Задание » Поменяйте «For audit purposes» на «For quality control» во всех пунктах ниже, а остальной текст перепишите без изменений.

Фрагменты данных »
········
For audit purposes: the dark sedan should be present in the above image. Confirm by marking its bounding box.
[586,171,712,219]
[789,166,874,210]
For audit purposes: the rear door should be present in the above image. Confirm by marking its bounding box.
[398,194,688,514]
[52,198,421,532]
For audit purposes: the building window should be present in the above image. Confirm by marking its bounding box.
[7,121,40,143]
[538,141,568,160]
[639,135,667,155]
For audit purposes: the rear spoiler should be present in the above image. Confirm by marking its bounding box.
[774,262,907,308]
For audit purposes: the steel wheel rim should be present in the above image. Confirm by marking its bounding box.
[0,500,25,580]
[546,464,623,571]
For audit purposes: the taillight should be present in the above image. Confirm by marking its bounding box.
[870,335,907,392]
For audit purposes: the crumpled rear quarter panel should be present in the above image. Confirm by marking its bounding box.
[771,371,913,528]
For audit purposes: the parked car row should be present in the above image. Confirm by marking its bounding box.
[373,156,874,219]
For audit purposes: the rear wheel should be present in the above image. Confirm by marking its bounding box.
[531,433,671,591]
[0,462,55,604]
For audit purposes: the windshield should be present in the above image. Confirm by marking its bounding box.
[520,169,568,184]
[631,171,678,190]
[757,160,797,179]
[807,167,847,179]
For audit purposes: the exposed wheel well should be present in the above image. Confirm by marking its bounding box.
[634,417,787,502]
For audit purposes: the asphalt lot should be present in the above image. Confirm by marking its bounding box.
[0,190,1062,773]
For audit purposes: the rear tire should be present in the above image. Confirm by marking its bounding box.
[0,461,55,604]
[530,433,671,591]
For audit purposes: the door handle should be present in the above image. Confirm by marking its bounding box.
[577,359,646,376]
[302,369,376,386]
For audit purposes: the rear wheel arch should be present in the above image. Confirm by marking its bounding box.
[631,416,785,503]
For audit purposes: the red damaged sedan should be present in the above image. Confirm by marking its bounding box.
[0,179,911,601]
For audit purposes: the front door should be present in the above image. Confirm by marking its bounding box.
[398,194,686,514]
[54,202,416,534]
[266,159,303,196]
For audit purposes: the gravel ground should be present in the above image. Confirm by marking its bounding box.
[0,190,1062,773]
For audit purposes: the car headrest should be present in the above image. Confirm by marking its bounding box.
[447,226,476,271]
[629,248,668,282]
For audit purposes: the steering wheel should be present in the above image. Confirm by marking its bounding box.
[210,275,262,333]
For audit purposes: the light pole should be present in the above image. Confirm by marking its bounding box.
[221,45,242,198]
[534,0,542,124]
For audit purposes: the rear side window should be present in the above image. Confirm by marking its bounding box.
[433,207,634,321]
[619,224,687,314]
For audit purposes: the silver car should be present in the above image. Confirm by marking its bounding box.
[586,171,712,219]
········
Решение »
For quality control: the dark sedan should be present in the above image. Confirm by marking its bounding box.
[586,171,712,219]
[789,166,874,210]
For quality control: the rear door should be present in the above image. Confirm by marking its bounding box.
[398,194,688,514]
[52,198,421,532]
For quality control: the building window should be present in the above image. Confirm by marking its bounding box.
[7,121,40,143]
[538,141,568,160]
[639,135,667,155]
For quality control: the rear spoiler should be present in the above image. Confirm by marking its bounding box.
[774,262,907,308]
For quality control: the steel wheel rim should be present in the above image. Confirm by marking its bounding box.
[0,500,25,580]
[546,464,623,571]
For quality control: the taillight should be present in the above image. Confirm by marking its bounding box.
[870,335,907,392]
For quality control: the crumpled rear quarter panel should be present in the above image. Confirm by marking its bounding box.
[771,371,913,528]
For quality control: the parked car row should be present in the above image. Confirm by marking its bounding box.
[373,156,874,219]
For quality control: the rear wheel should be present in the above image. Confirm by marking its bounding box.
[531,433,671,591]
[0,462,55,604]
For quality control: the windshield should be present in the above image. Confirm by marking its bounding box.
[520,169,568,184]
[631,171,678,190]
[757,160,797,179]
[807,167,847,179]
For quality control: the exposed wheel well should be present in the above image. Confirm by marking its bounding box.
[634,417,787,502]
For quality control: the asphalt lot should be present in the above image. Confirm by marking its bounding box.
[0,190,1062,773]
For quality control: the rear tire should be present in the above image. Confirm by marking its bounding box.
[0,461,55,604]
[530,433,671,591]
For quality control: the door handle should be present in the above image. Confirm by marking its bounding box.
[577,359,646,376]
[302,369,376,386]
For quality control: the rear wheel arch should be present in the above image. Confirm by marking its bounding box.
[631,416,785,503]
For quality control: the red damaged sedan should be present in the above image. Confirm by marking its bounding box.
[0,179,911,601]
For quality control: the front door should be present in the above image. Confirm by marking its bounding box.
[398,194,686,514]
[54,202,416,534]
[266,159,303,196]
For quality control: the gravel ground should be present in the above image. Confirm by marking its bounding box.
[0,190,1062,773]
For quality control: the car headrest should be present in the above image. Confirm by marking its bounding box.
[447,226,476,271]
[629,248,668,282]
For quality control: the steering wheel should be present in the above image. Confirm by marking its bounding box.
[210,275,262,333]
For quality control: the light pole should be present in the above image. Confirm by marking its bounding box.
[221,45,242,198]
[534,0,542,124]
For quality control: the rear side window should be present in the above image. Confirm by marking its bounding box.
[433,207,634,321]
[619,224,687,314]
For quality control: the silver car should be present in the above image. Confirm by marking its bounding box.
[586,171,712,219]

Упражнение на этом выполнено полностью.